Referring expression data
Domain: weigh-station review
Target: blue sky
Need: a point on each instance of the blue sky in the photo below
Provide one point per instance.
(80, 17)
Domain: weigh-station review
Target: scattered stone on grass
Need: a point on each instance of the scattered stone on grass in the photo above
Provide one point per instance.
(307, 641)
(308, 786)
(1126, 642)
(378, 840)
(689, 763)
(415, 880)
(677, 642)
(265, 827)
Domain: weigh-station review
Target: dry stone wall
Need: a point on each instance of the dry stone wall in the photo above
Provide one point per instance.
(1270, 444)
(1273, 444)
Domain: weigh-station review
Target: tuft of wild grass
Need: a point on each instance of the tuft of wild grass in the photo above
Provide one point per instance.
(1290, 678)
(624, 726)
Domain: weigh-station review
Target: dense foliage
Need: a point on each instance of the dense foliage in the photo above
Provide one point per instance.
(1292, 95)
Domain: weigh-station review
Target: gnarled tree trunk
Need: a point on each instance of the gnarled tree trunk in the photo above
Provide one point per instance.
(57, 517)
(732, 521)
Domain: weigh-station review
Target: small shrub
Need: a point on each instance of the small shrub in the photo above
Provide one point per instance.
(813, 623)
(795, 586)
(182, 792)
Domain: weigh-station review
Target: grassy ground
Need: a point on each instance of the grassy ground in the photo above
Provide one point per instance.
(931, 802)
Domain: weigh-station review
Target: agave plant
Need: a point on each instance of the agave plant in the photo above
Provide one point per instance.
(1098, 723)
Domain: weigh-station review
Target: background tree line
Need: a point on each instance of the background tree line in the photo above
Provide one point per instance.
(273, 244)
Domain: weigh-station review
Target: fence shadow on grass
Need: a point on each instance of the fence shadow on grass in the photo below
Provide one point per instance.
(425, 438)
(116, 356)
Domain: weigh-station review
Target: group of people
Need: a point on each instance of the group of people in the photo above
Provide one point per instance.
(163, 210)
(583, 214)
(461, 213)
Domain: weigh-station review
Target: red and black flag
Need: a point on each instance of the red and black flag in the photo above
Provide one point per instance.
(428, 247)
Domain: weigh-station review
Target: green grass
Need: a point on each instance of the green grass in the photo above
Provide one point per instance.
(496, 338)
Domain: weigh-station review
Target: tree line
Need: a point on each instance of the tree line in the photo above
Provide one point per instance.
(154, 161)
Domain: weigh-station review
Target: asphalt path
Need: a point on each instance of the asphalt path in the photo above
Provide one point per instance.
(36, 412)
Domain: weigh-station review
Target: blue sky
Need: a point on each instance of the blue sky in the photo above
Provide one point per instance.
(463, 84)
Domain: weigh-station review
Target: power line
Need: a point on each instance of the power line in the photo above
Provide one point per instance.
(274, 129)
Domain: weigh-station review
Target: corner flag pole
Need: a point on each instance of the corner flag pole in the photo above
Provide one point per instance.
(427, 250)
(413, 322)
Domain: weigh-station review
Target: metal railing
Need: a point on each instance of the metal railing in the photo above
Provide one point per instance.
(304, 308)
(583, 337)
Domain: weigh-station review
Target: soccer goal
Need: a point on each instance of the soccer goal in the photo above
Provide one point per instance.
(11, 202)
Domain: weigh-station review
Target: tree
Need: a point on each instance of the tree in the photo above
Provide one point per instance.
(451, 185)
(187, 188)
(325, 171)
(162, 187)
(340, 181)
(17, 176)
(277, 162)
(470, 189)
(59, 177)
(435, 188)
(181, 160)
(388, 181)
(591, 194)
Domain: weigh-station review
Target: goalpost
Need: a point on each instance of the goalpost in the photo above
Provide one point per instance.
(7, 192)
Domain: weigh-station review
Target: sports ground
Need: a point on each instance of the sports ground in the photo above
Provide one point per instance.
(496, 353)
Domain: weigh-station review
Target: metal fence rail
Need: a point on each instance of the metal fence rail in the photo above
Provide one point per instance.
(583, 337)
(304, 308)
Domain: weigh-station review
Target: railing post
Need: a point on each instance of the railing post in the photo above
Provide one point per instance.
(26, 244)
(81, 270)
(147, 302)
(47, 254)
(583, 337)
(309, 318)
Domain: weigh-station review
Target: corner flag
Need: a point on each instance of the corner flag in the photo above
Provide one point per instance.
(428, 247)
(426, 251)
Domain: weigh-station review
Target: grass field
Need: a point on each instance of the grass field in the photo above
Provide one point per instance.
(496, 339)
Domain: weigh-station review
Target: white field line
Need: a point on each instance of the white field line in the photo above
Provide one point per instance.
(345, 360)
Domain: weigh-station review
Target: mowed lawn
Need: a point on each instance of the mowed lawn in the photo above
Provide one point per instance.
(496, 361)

## EXERCISE PROMPT
Give every entry again in full, precisely as written above.

## SOLUTION
Domain: weigh-station review
Target: blue sky
Need: a point on each instance of the blue sky in the photo below
Provide one point per instance.
(80, 17)
Domain: weigh-station review
Target: scattered stone on grass
Need: a point on each instance of the scattered stone on grass in the photo above
Provide one point per instance.
(307, 641)
(308, 786)
(1126, 642)
(378, 840)
(689, 763)
(415, 880)
(677, 642)
(265, 827)
Domain: weigh-station review
Target: dry stone wall
Need: a point on each instance of the dry stone wall in the photo above
Provide one point per instance.
(1270, 444)
(1273, 444)
Domain: weigh-station review
Target: tuft of wild grass
Need: a point on each instance of the tuft of wild grass in the photo above
Provide one point per instance.
(1290, 678)
(624, 726)
Domain: weigh-station review
Target: dense foliage
Need: a point on each instance of the dense foliage in the photo above
Provide one point per instance.
(1292, 95)
Domain: weigh-station review
Target: gnarled tree trunk
Need: a point on each instance of the gnarled tree trunk in the photo above
Provide one point per instance.
(57, 517)
(732, 521)
Domain: weigh-station review
Target: small shrub
Need: a point on each instance of the small shrub in the photo above
Provide one point per instance.
(813, 623)
(795, 586)
(182, 792)
Domain: weigh-station review
Target: grassy ground
Need: a point on each instance of the grassy ground in the photo above
Provide one point per instance.
(931, 802)
Domain: weigh-station review
Target: agave plant
Need: a point on each instance of the agave plant in the photo above
Provide one point per instance.
(1098, 723)
Domain: weigh-station review
Target: background tree line
Need: a point on each instance of the background tree line in the photo above
Provide one point per instance.
(273, 244)
Domain: weigh-station review
Target: fence shadow on grass
Need: a point on each instance of the fence shadow on grass in the photo below
Provide one point per instance.
(425, 438)
(116, 356)
Domain: weigh-station review
Target: group of people
Need: a point on each instance of the group of people in the photo above
Provide one point per instance.
(163, 210)
(583, 214)
(461, 213)
Domain: weigh-station review
Target: red and black flag
Need: a point on each instance of the red and black flag in the photo above
Provide one point per instance.
(428, 247)
Domain: weigh-station review
Target: green grass
Need: a point on each instance of the green grass in the photo above
Provide one point per instance.
(496, 338)
Domain: weigh-station review
Target: tree line
Need: a point on each instance of the tree line in the photo above
Provide one point per instance.
(154, 161)
Domain: weigh-station review
Target: asphalt path
Need: a point on each instance of the asphalt path in the photo above
Provide one point per instance.
(36, 412)
Domain: weigh-station review
Target: blue sky
Need: a point on each instance of the blue sky in the photo above
Provide one point per instance.
(463, 84)
Domain: weigh-station review
Target: power line
Need: a point on each instance of the power line in the photo above
Provide one point per instance.
(274, 129)
Domain: weigh-station review
Target: corner flag pole
Need: a point on each instance of the corner flag pole in the photo above
Provide one point per instance.
(427, 250)
(413, 322)
Domain: weigh-station review
Target: metal railing
Need: a point on each instance of the metal railing in the photo above
Provide one point per instance.
(304, 308)
(583, 337)
Domain: weigh-station review
Target: soccer goal
Need: a point on each instance of the soccer goal in the photo above
Provide one point per instance.
(11, 202)
Domain: weigh-station review
Target: tree
Need: a point on each instance of the tree in the photo above
Provide one point per instance.
(451, 185)
(187, 188)
(325, 171)
(162, 187)
(340, 181)
(17, 176)
(277, 162)
(470, 189)
(59, 177)
(435, 188)
(181, 160)
(388, 181)
(591, 194)
Domain: weigh-station review
Target: goalpost
Need: a point on each instance of the goalpost in the photo above
Provide one point per instance.
(7, 192)
Domain: weigh-station review
Target: sports ground
Need: a point on each instance of the sports ground in the photo above
Provide one point per instance.
(496, 353)
Domain: weigh-station review
Target: metal fence rail
Need: a point on each instance of the metal fence rail in the photo above
Provide one point per instance.
(583, 337)
(304, 308)
Domain: weigh-station review
Target: railing post
Need: a point on each instance of the railing post in the photo above
Provide one point per instance.
(26, 244)
(81, 270)
(147, 302)
(47, 254)
(583, 337)
(309, 318)
Domain: weigh-station review
Target: corner flag
Need: a point on each instance of the corner flag in the photo above
Provide one point per instance.
(428, 247)
(426, 251)
Domain: weigh-station review
Target: grass field
Need: a point on each instance of the grass field in the photo above
Provide one point per instance.
(496, 339)
Domain: weigh-station review
Target: white field line
Need: a point on each instance of the white field line in the photo above
Provide one point per instance.
(345, 360)
Domain: weigh-station review
Target: mowed lawn
Need: a point on each instance of the mowed lawn in the photo above
Provide one point per instance.
(496, 361)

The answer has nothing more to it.